**CONSEGNA**.
Nella sentenza riportata più sotto, il tempo trascorso tra l'estromissione dal lavoro e la messa in mora era inferiore a quale durata?

3. Nel caso in esame, la Corte territoriale si è attenuta al principio sopra richiamato escludendo che il solo dato del decorso del tempo tra l’estromissione dal lavoro e la messa in mora, peraltro inferiore nel caso di specie a due anni, potesse considerarsi dimostrativo di una volontà dismissiva del rapporto da parte della lavoratrice. Il motivo di ricorso in esame argomenta unicamente sulla valenza indiziaria del tempo trascorso dopo la scadenza del termine e si pone quindi in contrasto i principi a cui questa Corte intende dare continuità.

4. Col secondo motivo Poste Italiane spa ha dedotto la nullità della sentenza in relazione all’art. 112 c.p.c. (art. 360 c.p.c., n. 4) per omessa statuizione della Corte territoriale su uno specifico motivo articolato nel ricorso in appello (trascritto alle pagine 9 e 10 del ricorso per cassazione) e concernente la violazione, nella sentenza di primo grado, del principio di corrispondenza tra chiesto e pronunciato. Il Tribunale, secondo la prospettazione di parte datoriale, avrebbe dichiarato la nullità della clausola appositiva del termine per difetto di prova dei presupposti indicati nel contratto benchè la ricorrente in primo grado non avesse mai contestato il processo di mobilità in atto nel territorio nazionale nè il coinvolgimento nello stesso della articolazione produttiva a cui era addetta la lavoratrice.

**DATI FORNITI**.
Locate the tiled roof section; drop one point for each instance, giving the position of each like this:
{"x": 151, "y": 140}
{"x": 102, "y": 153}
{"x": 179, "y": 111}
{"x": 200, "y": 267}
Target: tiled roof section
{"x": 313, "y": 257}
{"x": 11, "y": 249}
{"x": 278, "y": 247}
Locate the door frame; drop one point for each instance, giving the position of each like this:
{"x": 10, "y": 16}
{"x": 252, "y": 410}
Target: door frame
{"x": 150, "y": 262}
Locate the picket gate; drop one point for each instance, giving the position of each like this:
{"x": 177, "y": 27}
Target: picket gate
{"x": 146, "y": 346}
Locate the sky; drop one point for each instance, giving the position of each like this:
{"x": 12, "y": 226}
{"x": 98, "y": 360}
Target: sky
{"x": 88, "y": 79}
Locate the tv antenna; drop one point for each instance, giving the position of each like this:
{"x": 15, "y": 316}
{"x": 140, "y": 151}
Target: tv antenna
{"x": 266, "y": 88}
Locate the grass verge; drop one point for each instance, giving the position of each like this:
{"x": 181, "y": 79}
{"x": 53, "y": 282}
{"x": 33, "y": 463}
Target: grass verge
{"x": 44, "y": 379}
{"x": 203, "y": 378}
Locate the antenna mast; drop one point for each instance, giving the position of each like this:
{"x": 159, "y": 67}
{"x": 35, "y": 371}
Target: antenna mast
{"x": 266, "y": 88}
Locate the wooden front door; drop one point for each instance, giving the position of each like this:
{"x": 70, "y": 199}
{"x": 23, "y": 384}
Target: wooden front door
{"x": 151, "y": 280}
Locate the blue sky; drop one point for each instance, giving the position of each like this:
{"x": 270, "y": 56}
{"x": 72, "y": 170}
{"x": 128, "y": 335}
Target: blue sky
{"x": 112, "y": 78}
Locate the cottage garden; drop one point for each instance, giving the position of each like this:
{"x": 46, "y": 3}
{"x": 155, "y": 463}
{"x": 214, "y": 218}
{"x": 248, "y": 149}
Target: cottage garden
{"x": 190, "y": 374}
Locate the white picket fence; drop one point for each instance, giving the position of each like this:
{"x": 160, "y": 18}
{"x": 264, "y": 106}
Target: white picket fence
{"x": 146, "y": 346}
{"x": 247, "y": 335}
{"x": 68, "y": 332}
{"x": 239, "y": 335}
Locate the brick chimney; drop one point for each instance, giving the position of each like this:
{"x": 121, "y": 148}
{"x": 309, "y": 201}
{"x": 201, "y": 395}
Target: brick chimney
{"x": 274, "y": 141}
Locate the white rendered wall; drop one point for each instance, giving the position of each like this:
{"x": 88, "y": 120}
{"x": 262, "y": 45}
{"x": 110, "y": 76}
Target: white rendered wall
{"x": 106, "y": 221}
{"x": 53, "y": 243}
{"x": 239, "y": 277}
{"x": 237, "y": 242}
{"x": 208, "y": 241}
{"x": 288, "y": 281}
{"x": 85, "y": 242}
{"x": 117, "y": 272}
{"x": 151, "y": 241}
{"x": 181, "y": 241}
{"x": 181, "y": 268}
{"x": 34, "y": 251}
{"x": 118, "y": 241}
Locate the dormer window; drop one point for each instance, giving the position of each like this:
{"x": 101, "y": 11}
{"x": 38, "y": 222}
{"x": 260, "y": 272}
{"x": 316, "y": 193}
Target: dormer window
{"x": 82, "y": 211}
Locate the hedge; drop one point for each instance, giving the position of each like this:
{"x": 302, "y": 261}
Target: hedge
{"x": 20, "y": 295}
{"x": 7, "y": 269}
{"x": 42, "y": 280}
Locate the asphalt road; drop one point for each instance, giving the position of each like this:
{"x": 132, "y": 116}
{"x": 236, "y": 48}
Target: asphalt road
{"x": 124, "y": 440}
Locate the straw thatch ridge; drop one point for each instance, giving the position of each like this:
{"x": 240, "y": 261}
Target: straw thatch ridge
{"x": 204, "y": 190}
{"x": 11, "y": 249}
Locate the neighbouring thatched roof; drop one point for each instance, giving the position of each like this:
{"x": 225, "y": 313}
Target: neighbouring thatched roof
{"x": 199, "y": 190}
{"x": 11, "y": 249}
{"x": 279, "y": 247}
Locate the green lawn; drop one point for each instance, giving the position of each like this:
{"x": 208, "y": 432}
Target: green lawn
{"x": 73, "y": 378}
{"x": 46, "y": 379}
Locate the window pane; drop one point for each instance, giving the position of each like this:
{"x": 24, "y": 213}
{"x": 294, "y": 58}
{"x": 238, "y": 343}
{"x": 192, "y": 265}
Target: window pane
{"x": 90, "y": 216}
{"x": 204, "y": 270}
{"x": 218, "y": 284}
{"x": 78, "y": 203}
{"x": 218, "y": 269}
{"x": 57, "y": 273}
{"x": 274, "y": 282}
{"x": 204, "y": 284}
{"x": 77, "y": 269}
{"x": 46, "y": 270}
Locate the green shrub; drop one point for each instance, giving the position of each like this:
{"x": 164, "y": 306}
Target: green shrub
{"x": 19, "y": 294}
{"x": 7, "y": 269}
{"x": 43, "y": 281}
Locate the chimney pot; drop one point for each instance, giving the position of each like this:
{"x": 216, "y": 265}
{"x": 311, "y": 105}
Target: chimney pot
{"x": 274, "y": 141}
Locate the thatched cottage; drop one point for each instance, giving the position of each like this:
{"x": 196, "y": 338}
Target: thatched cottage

**RISULTATO**.
Era inferiore a due anni.